= Brief =
Update the entries from the beginning through the line containing "130], [80, 66]]" by changing "rocky outcrop" to "stone ledge", and reproduce that part with everything else unchanged.

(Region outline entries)
>>>

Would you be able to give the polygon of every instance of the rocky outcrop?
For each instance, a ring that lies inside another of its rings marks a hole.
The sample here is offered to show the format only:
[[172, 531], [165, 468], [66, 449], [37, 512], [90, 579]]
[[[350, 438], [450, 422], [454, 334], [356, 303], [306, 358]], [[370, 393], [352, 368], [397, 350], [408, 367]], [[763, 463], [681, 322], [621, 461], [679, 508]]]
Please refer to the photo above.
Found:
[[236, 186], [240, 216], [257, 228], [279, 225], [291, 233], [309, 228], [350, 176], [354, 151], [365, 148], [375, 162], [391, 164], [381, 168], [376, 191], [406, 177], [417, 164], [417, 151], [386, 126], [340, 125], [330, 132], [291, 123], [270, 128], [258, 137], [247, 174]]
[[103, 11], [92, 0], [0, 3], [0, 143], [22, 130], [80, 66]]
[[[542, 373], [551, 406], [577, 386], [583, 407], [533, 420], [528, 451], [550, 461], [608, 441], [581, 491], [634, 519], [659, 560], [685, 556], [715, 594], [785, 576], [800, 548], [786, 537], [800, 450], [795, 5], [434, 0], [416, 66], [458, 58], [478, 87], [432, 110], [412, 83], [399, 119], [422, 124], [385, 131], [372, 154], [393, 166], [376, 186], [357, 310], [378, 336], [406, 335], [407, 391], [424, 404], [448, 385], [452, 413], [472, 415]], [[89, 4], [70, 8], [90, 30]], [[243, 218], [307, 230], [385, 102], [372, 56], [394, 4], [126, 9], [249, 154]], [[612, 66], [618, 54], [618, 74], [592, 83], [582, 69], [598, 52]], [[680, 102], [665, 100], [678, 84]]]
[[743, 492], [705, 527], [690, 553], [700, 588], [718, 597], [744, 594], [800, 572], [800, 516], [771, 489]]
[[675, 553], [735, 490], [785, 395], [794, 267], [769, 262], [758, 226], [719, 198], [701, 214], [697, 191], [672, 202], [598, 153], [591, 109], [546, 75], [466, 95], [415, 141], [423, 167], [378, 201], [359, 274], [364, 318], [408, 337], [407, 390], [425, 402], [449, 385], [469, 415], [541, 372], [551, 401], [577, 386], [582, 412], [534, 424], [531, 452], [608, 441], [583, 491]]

<<<

= Response below =
Would you be able to give the polygon of every instance of the stone ledge?
For each instance, a ring that lies inside another of its rings marks a hole.
The sample here is offered to show the format only:
[[172, 531], [165, 468], [66, 449], [37, 512], [90, 579]]
[[[350, 438], [450, 422], [454, 334], [356, 303], [306, 358]], [[370, 393], [352, 368], [397, 350], [408, 367]], [[763, 463], [681, 322], [621, 461], [679, 508]]]
Please refer to the photo above.
Found:
[[236, 186], [240, 216], [257, 228], [279, 225], [291, 233], [309, 228], [350, 176], [354, 151], [365, 148], [375, 162], [391, 164], [381, 168], [376, 191], [406, 177], [417, 164], [417, 151], [386, 126], [340, 125], [330, 132], [291, 123], [270, 128], [258, 137], [247, 174]]
[[103, 11], [92, 0], [0, 3], [0, 143], [22, 130], [80, 66]]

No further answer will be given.